(Beginning of SUPPLIED RECORDS)

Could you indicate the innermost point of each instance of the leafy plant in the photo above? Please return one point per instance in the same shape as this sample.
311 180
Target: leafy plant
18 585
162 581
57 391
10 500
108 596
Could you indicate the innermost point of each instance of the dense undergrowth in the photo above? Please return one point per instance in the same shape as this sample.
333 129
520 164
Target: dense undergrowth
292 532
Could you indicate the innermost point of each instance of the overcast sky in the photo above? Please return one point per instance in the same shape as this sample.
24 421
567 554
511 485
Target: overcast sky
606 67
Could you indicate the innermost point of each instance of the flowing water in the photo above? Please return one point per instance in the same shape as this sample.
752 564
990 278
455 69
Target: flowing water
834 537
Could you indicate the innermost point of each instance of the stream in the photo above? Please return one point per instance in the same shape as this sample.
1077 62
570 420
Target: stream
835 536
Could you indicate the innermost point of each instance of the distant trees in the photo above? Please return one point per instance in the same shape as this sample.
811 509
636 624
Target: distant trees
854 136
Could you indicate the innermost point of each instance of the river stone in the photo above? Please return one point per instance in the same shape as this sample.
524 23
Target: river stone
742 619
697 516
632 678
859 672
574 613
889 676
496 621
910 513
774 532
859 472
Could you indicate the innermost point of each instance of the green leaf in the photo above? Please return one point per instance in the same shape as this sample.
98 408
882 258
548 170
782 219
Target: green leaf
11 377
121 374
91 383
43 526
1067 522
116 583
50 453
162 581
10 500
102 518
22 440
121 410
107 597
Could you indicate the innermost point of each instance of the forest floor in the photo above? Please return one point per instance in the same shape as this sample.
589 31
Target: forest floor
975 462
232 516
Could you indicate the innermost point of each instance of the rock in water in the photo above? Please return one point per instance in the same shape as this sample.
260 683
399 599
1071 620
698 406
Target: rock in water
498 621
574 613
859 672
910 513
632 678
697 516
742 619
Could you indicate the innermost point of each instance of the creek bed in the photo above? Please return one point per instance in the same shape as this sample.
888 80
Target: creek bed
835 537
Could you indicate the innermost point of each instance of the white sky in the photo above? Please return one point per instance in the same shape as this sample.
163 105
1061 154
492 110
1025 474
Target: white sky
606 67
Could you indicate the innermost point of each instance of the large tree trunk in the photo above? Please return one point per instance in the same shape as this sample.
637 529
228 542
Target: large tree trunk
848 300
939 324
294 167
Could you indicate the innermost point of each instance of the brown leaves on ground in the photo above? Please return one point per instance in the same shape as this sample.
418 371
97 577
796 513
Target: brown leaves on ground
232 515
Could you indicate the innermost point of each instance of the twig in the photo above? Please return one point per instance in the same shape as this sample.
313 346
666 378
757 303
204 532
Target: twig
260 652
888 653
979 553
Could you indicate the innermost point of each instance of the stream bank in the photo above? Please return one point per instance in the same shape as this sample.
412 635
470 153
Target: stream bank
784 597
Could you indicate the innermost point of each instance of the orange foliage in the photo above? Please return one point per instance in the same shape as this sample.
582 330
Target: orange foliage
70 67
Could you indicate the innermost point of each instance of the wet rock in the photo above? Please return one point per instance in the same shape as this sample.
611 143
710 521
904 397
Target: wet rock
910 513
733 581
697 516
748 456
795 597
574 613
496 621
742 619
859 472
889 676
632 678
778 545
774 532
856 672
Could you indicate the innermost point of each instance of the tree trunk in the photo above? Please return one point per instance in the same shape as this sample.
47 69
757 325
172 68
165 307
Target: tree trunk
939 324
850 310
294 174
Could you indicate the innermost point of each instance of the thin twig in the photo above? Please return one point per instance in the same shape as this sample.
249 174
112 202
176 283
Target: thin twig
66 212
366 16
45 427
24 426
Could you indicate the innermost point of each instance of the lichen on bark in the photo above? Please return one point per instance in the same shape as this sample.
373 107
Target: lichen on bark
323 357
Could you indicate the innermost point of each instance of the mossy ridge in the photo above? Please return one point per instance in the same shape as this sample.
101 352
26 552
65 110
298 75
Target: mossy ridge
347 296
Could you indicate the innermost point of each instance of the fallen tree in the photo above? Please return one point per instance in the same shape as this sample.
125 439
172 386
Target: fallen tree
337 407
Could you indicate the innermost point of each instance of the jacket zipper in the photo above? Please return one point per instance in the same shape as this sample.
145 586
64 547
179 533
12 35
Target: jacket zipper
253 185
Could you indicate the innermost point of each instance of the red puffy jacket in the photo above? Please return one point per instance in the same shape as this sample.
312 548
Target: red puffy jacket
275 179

(End of SUPPLIED RECORDS)

## WHAT IS REQUIRED:
All records above are to be returned exactly as given.

## RESULT OF THIS TASK:
Could you indicate the innermost point of each instance of the leafy plant in the photo above? Please return one point per instance in the same shape as this sample.
311 180
Target: leafy plant
18 585
162 581
57 391
10 500
108 596
Could you indicate the innermost point of each instance of the dense undergrowth in the photo above? Please return one point per instance in the same shape as this sample.
333 129
520 164
Target: dense undergrowth
292 532
Could you indicate the innermost point of each instance of the overcast sky in the photo above? Please return one point per instance in the same shape as this sample.
24 421
567 554
511 485
Target: overcast sky
606 67
Could you indicate the innermost point of each instance of the flowing water in the photo above? Please return one point per instance in the same shape as this sample.
752 564
990 278
455 69
Target: flowing water
834 537
Could you indicate the innermost point of each instance of the stream in the photo above? Please return one point per instance in the same shape as this sample.
1077 62
570 420
Target: stream
835 536
Could you indicate the innermost point of each instance of the distant trees in the photo above? Please return one point per instance in the same shape as this sample.
811 509
636 624
Target: distant trees
854 136
Could you indicate the innermost point of each instance of the river stone in the photo above? Please return one point per instance in the same shape as this sample.
524 23
Target: river stone
742 619
697 516
632 678
859 672
574 613
889 676
496 621
910 513
774 532
859 472
Could you indicate the innermost point of each instance of the green leaf in the photo above? Please return one point per instance in the same shape as this sample.
98 408
882 258
548 170
782 219
Target: green leaf
11 377
121 374
91 383
43 526
1067 522
116 583
50 453
162 581
10 500
102 518
22 440
121 410
107 597
Could you indicate the innermost point of each instance of the forest floor in the photo above? Please return one point per instance in the same shape as this sample.
589 31
Target: forest floor
975 462
232 516
Could you indicate the innermost point of each instance of the rock in water in the photo above? Please return one point per instance in the same shape as this sample.
260 683
399 599
1071 620
698 406
Target: rock in water
498 621
574 613
859 672
910 513
632 678
697 516
742 619
Could you indicate the innermost point of each instance of the creek bed in the photo above? Please return one point per instance in the same shape as this sample.
888 80
Target: creek bed
835 537
Could you indicate the innermost point of each instance of the white sky in the photo above? Please return one point per instance in the same shape as this sample.
163 105
1061 154
492 110
1025 474
Target: white sky
606 67
Could you indicate the innermost point of each instance of the large tree trunk in the photo above? Please return one point per instance in the same shape as this sample.
637 529
228 542
Target: large tree trunk
848 300
939 324
294 167
Could you indicate the innermost point of each instance of the brown leaves on ground in the photo above? Please return one point per instance in the same shape as this sample.
418 371
97 577
796 513
Target: brown leaves on ground
232 515
Could you indicate the innermost point of each instance of the twig in the photo above? Please return one point per instance in the same shape as this sample.
313 346
666 378
757 303
204 532
Target: twig
260 652
888 653
979 553
Could you indicate the innermost point of each instance of the stream bank in the photo above? Please return one point per instance in the same shape as this sample.
412 635
470 153
Target: stream bank
784 597
Could you indicate the innermost point of each instance of the orange foliage in the photo above? Please return one point per instance in the same shape as this sample.
582 330
Target: orange foliage
70 67
Could you indicate the innermost point of each instance of the wet rock in the photo above? Please return one point per instance in the same shape as this sample.
611 143
710 521
904 397
Target: wet rock
910 513
733 581
697 516
748 456
795 597
574 613
496 621
742 619
859 472
889 676
632 678
778 545
774 532
856 672
Could you indicate the innermost point of each instance of the tree trunk in the photo above? Please return one point per instance in the same shape as this sample.
47 69
757 325
172 68
165 307
Target: tree trunk
939 324
850 310
294 174
Could you indicate the innermost point of each instance of the thin twig in the photo above? Please return one point per instance in the same shape as this sample.
249 174
112 202
176 283
Target: thin twig
66 212
366 16
45 427
24 426
Could you indicate the innermost point of each instance of the lichen on bark in the photo above? Please return one point per instance in the same shape as this sample.
373 107
Target: lichen on bark
323 357
Could you indicate the innermost point of each instance of the mossy ridge in the photo above? Please return one point per instance in the same shape as this sample.
101 352
26 552
65 110
298 75
Target: mossy ridge
347 296
Could you indicate the innermost point of each instance of the fallen tree in the photo above? Please return one point per instance in the same shape as this sample.
125 439
172 386
Target: fallen tree
337 407
Could you indicate the innermost point of each instance of the jacket zipper in the photo above? Please return one point per instance in the same shape as this sample.
145 586
64 547
179 533
12 35
Target: jacket zipper
253 185
Could you indicate the innermost point of each instance of the red puffy jacket in the photo above? Please return one point per instance in the same shape as this sample.
312 548
Target: red puffy jacket
275 179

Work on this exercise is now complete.